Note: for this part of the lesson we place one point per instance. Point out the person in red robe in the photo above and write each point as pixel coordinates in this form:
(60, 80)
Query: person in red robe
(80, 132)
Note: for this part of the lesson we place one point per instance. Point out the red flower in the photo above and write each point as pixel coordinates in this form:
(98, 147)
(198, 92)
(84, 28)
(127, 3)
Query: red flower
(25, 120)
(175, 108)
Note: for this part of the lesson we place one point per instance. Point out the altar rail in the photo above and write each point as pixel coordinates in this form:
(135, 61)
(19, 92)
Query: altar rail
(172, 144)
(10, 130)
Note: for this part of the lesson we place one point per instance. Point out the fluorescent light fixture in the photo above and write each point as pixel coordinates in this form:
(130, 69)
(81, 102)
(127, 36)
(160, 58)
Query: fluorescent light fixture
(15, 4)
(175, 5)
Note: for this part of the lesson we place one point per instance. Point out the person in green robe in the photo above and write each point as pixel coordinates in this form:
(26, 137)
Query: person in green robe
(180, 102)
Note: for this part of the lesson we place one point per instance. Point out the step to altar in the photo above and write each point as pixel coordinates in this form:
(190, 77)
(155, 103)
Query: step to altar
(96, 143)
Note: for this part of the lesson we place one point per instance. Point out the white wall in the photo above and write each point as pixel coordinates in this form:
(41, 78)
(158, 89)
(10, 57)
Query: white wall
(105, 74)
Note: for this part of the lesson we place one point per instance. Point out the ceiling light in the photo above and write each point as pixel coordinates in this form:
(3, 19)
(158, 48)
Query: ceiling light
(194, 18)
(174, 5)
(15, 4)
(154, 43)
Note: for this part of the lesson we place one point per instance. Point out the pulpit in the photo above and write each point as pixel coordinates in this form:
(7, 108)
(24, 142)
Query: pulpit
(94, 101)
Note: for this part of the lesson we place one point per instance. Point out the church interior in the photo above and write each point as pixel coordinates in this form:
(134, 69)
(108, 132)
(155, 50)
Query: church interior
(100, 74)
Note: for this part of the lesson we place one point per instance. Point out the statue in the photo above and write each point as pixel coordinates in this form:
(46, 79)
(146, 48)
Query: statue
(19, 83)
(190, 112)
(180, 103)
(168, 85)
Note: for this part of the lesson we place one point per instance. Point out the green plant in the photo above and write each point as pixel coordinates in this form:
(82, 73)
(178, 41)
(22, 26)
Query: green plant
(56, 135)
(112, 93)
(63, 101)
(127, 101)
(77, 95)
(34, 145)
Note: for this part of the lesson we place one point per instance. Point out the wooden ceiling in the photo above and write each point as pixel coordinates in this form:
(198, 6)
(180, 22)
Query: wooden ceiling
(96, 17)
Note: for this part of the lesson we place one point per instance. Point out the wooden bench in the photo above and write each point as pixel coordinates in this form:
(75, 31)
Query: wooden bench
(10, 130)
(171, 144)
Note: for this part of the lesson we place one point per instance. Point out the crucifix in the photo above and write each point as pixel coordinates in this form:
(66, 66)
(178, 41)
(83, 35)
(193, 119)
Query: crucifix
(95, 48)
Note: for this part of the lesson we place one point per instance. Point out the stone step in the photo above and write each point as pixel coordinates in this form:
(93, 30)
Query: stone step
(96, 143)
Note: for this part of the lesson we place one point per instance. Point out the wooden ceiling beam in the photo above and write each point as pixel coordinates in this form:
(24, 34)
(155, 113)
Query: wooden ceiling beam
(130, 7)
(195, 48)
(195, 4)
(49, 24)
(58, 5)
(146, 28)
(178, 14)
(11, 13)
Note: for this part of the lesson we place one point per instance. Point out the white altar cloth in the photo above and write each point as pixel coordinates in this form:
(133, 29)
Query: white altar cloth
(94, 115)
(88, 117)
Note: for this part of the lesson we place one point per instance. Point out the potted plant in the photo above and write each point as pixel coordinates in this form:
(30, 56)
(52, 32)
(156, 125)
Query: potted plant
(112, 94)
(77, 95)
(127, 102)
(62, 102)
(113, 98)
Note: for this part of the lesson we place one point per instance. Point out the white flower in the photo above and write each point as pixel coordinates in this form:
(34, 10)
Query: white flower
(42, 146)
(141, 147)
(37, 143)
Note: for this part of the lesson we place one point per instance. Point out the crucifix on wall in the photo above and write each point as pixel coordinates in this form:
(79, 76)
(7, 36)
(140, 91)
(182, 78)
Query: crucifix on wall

» Exercise
Each record above has to be repeated word for word.

» Answer below
Note: for this part of the lesson we place one point per instance. Point out the person in red robe in the photo above and write each point as pixel coordinates in this form:
(60, 80)
Query: person in red robe
(80, 132)
Note: for this part of the lesson we place one point per instance. Point out the red flower in the photo above and write each point as pixel coordinates in this form:
(98, 147)
(198, 92)
(84, 28)
(127, 3)
Query: red flower
(25, 120)
(175, 108)
Note: for this part of the lesson we place one point per instance. Point out the altar rail in the photo above and write each point as pixel coordinates in this form:
(135, 61)
(19, 92)
Query: altar rail
(172, 144)
(10, 130)
Note: for this part of the lesson we place one point per instance. Point out the fluorescent light fixture in the photo above and write each point as pixel coordinates in this form:
(130, 69)
(81, 102)
(127, 36)
(160, 58)
Query: fluorescent light fixture
(15, 4)
(175, 5)
Note: for this part of the lesson we place one point per instance. Point out the person in green robe in the photo above and write each point as pixel coordinates in this form:
(26, 137)
Query: person in green robe
(180, 102)
Note: for this part of the lesson we place one point per instance. Point out the step to altar in the photo above and write each point as pixel coordinates in this form:
(190, 77)
(155, 103)
Query: step to altar
(96, 143)
Note: for this part of the lesson we place one point per instance. Point out the white wall in the photo above and write each point as pixel coordinates in this form:
(41, 78)
(158, 89)
(10, 57)
Query: white wall
(105, 74)
Note: for this part of the lesson we place one point per instance. Point out the ceiling light in the photo above and write each point as pixel coordinates in this form:
(3, 19)
(158, 48)
Query: ceiling light
(194, 18)
(174, 5)
(15, 4)
(154, 43)
Note: for this part of the lesson we place one point per instance. Point out the pulpit in the photo above and write each point as pixel coordinates in this form:
(7, 108)
(24, 142)
Query: pulpit
(94, 101)
Note: for this part of the lesson we place one point per instance. Point out the church interior in the photo above and write each point as pixel coordinates in this form:
(134, 69)
(108, 132)
(155, 50)
Query: church interior
(100, 74)
Note: for this part of the lesson we place one point per instance. Point out the statue in the photo above and write each point as pixel coordinates in this form:
(46, 79)
(146, 48)
Query: statue
(19, 83)
(190, 112)
(180, 103)
(168, 85)
Note: for this part of the lesson we place one point per instance. Point out the green plant in the photo above and write each point as pixel coordinates in this form:
(82, 73)
(178, 41)
(22, 26)
Query: green plant
(56, 135)
(112, 93)
(63, 101)
(127, 101)
(77, 95)
(34, 145)
Note: for this part of the lesson we place one point per instance. Point out the wooden ceiling in the photo above and write each point as pixel coordinates in this form:
(198, 6)
(180, 22)
Query: wooden ceiling
(96, 17)
Note: for this part of the lesson we place one point per instance. Point out the wooden bench in the photo above and write each point as pixel coordinates in this form:
(75, 31)
Query: wooden bench
(10, 130)
(171, 144)
Note: for this part of the lesson we place one point per instance. Point out the crucifix in the photo above and write each point as pixel coordinates in this form:
(66, 66)
(178, 41)
(83, 35)
(193, 119)
Query: crucifix
(95, 48)
Note: for this part of the lesson we place one point per instance. Point out the stone step in the photo above and write each point as pixel coordinates in this form:
(93, 30)
Query: stone step
(96, 143)
Note: for this part of the lesson we place one point per instance. Point out the wooden ceiling beam in the photo above and write each point as pixel coordinates in this form:
(24, 34)
(155, 113)
Query: wooden ceiling beam
(130, 7)
(195, 48)
(195, 4)
(49, 24)
(58, 5)
(146, 28)
(178, 14)
(11, 13)
Note: for this part of the lesson we place one point per instance. Point out the white altar cloth in the photo above and write each point as pixel coordinates in this form:
(133, 29)
Query: white altar cloth
(94, 115)
(88, 117)
Note: for this part of the lesson we place one point per instance. Point out the potted plant in the photo above and write each point as pixel coordinates in this form:
(30, 56)
(52, 32)
(156, 125)
Query: potted plant
(112, 94)
(77, 95)
(127, 102)
(62, 102)
(113, 98)
Note: for this part of the lesson we place one point per instance. Point out the white flower in the photo above and write each point as pixel coordinates in this form:
(34, 10)
Query: white flower
(42, 146)
(141, 147)
(37, 143)
Note: for this part of the lesson we place one point per instance. Point out the crucifix on wall in the photo above and write each point as pixel coordinates in this form:
(79, 76)
(7, 36)
(140, 91)
(182, 78)
Query: crucifix on wall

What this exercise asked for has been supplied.